───── SUPPLIED INFORMATION
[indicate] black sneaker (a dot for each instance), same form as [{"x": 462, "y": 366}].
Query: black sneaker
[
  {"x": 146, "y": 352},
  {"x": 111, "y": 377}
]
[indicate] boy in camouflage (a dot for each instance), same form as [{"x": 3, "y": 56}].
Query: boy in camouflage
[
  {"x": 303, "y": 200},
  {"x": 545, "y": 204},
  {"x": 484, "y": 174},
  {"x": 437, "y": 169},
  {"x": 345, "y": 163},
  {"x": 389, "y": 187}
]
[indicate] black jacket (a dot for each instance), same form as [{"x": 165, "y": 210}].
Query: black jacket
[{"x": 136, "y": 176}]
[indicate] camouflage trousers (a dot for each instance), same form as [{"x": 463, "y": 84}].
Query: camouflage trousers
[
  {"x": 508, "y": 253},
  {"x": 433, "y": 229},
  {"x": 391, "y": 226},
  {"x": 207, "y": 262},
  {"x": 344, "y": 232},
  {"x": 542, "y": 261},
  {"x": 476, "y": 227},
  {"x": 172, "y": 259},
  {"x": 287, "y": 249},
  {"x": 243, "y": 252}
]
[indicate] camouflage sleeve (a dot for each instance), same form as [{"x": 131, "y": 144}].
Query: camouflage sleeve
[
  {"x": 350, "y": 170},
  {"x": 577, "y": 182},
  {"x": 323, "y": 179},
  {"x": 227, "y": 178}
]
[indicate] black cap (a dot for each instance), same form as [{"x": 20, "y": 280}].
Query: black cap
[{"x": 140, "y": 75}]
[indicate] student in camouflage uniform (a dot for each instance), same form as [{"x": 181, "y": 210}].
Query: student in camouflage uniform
──────────
### WHAT YOU HAVE TO DO
Every entry should be duplicated exactly as written.

### RESULT FOR THIS EXERCISE
[indicate] black sneaker (a dot for each instance), same form as [{"x": 462, "y": 366}].
Query: black sneaker
[
  {"x": 146, "y": 352},
  {"x": 111, "y": 377}
]
[indicate] boy in camouflage (a dot for each instance), same form as [{"x": 3, "y": 56}].
Query: boy in camouflage
[
  {"x": 303, "y": 200},
  {"x": 545, "y": 204},
  {"x": 484, "y": 174},
  {"x": 437, "y": 169},
  {"x": 345, "y": 163},
  {"x": 389, "y": 187}
]
[indicate] black jacket (a dot for each instance), same form as [{"x": 165, "y": 210}].
Query: black jacket
[{"x": 136, "y": 176}]
[indicate] camouflage trousers (a dot for each instance), same form as [{"x": 463, "y": 84}].
Query: camouflage trousers
[
  {"x": 508, "y": 253},
  {"x": 433, "y": 229},
  {"x": 391, "y": 226},
  {"x": 207, "y": 262},
  {"x": 344, "y": 232},
  {"x": 542, "y": 261},
  {"x": 476, "y": 227},
  {"x": 172, "y": 259},
  {"x": 287, "y": 249},
  {"x": 243, "y": 252}
]
[indicate] camouflage sleeve (a dot for each instance), same form as [{"x": 131, "y": 144}].
Query: camouflage sleeve
[
  {"x": 350, "y": 170},
  {"x": 577, "y": 182},
  {"x": 323, "y": 179},
  {"x": 227, "y": 178}
]
[indicate] black cap (a dot for each instance), same form as [{"x": 20, "y": 280}].
Query: black cap
[{"x": 140, "y": 75}]
[indicate] student in camouflage uniform (a dot for each instance), same form as [{"x": 181, "y": 210}].
Query: student in camouflage uniform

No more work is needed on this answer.